■ Task requirements ■
- A) Reproduce the article on kids in the kitchen word for word from "JUNIOR CHEFS: MOVING" to "having for dinner.".
- B) Write the next part of the article on kids in the kitchen, starting after its last sentence.

■ Text shown ■
━━━

Kids in the Kitchen – Part II


 

JUNIOR CHEFS: MOVING ON TO SQUARE TWO

Q: When should kids start helping out in the kitchen?

A: As soon as they are able!

Last week I posted 10 Simple Food Prep Activities That Even a Toddler Can Do—tasks like spreading butter or jam on toast, slicing apples, and scooping melon balls. This week’s food prep activities include tasks easy enough for toddlers, too, but also interesting for older kids who want to expand their kitchen skills.

The purpose remains the same: Getting kids into the kitchen at an early age, and especially carving out space in the kitchen designed just for them, gets them comfortable with food preparation and gives them a chance to learn about healthy foods and healthy eating through their natural instincts and curiosity.

Kids in the Kitchen: 10 Food Prep Activities

1. Make mini versions of whatever you’re having for dinner.

This works especially well for ground meat dishes and casseroles. If you’re making meatloaf, for example, kids can shape individual mini loaves on a cookie sheet. Similarly, they can form a ground meat mixture into mini-meatballs or tiny burgers to fit on “slider” buns. If you’re making a casserole, they can fill a small baking dish with the mix, add a crunchy topping, and bake their own mini-casserole. (Make sure to have kids help chop up a variety of veggies to add to the ground meat and pasta sauces.)

2. Make applesauce.

Set the inner pot of a crock pot on the table with apples, an apple slicer, and safe knives for kids to chop under supervision. Kids can toss in the apples and measure sugar, lemon juice, cinnamon and water into the pot as well. The wonderful aroma as the sauce cooks and thickens will fill your home!

3. Help make vegetable-noodle crockpot soup.

Precook noodles and steam carrots and celery just enough to make them easy for kids to cut with a plastic knife. Then they can spoon the pasta and veggies into a crockpot, help pour in the chicken stock, and stir everything together before you turn it on. The aroma wafting from a crockpot is great for whetting young appetites!

━━━

■ Extracted data ■
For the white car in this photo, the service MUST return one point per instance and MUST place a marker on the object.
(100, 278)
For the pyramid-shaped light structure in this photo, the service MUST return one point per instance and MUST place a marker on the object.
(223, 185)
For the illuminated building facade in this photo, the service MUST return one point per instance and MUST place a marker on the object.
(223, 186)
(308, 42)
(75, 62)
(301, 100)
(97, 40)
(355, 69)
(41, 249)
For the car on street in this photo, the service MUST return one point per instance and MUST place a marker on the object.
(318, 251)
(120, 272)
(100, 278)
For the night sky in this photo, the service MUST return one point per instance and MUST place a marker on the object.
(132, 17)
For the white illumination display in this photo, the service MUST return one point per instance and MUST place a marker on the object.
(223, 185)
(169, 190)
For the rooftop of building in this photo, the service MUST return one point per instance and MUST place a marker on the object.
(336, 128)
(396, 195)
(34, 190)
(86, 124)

━━━

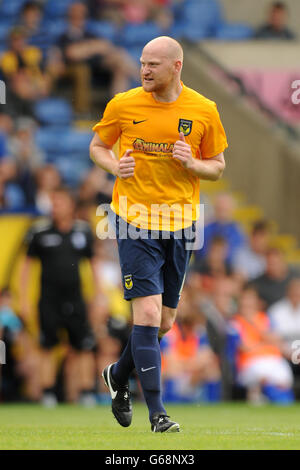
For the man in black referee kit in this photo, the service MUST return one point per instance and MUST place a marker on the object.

━━━

■ Final results ■
- A)
JUNIOR CHEFS: MOVING ON TO SQUARE TWO

Q: When should kids start helping out in the kitchen?

A: As soon as they are able!

Last week I posted 10 Simple Food Prep Activities That Even a Toddler Can Do—tasks like spreading butter or jam on toast, slicing apples, and scooping melon balls. This week’s food prep activities include tasks easy enough for toddlers, too, but also interesting for older kids who want to expand their kitchen skills.

The purpose remains the same: Getting kids into the kitchen at an early age, and especially carving out space in the kitchen designed just for them, gets them comfortable with food preparation and gives them a chance to learn about healthy foods and healthy eating through their natural instincts and curiosity.

Kids in the Kitchen: 10 Food Prep Activities

1. Make mini versions of whatever you’re having for dinner.

- B)
4. Make tuna-pasta salad.

Have a variety of fun-shaped pasta for kids to choose from. When you have it cooked, cooled, and drained, kids can break up broccoli florets to add to it, toss in cherry tomatoes, and add a can of tuna (in spring water). Have them juice a half a lemon for the dressing, pour it over the top and mix everything together. Hand mixing allowed—as long as they wash their hands first!

5. Make berry kabobs.

Have a variety of small berries and a handful of toothpicks at the ready for kids to make little fruit kabobs. As children add berries they will naturally count, notice color, texture, shape and smell…and hopefully taste, too! This is a great activity for hand-eye coordination, too.

6. Make trail mix.

Offer a variety of nuts, raisins, dried cranberries, coconut, and mini-chocolate chips or carob chips and let kids choose their favorites to make their own servings of trail mix. Kids can use spoons or small measuring cups or simply count out the ingredients, placing them in small sandwich bags to take along on walks or in the car.

7. Make a fruit rainbow.

Set out bowls of fruit in rainbow colors: red strawberries, raspberries or watermelon pieces; orange segments or chunks of cantaloupe; pineapple chunks or banana slices (with the skin): green grapes; blueberries; purple grapes or plums. Get out a platter for kids to arrange the fruit into a rainbow for a lunch or dinner centerpiece. At mealtime, they can “eat the rainbow” by making sure they take at least one piece of each color.

8. Make mini pizzas.

Kids can toast English muffin halves, spread them with pizza sauce, and top them with a variety of vegetables and cheeses they’ve already grated. They can also use mini cookie cutters to cut shapes from slices of veggies and cheese and place them artfully on the muffins. (Faces are fun!) A couple of minutes under the broiler and they’re done.

9. Make a chopped-veggie wrap.

A great alternative to a sandwich, chopped garden veggies—and meats and cheeses, too—are easy for kids to spoon onto a tortilla or wrap and fold into a neat, yummy package. You may need to demonstrate the folding technique first.

                 

10. Make a breakfast smoothie.

Breakfast smoothies are a great excuse to always have plenty of fresh or frozen fruits and vegetables in the house. Let kids choose their favorites and experiment with different combinations. Encourage adding celery or spinach to a fruit smoothie. Add yogurt or milk (I like almond milk) and ice if the produce is fresh. If you’re using frozen fruit, you don’t need ice. Smoothies are a great reminder that healthy foods can be delicious!

The bottom line is that kids are more likely to be interested in trying foods they’ve helped prepare. Have them help with a variety of healthy meal items and watch as pride of creation gets them eating foods you never thought they’d eat. Especially if you have a fussy eater, get him in the kitchen! It might take a while, but I can almost guarantee, the more he cooks, the less finicky he’ll be.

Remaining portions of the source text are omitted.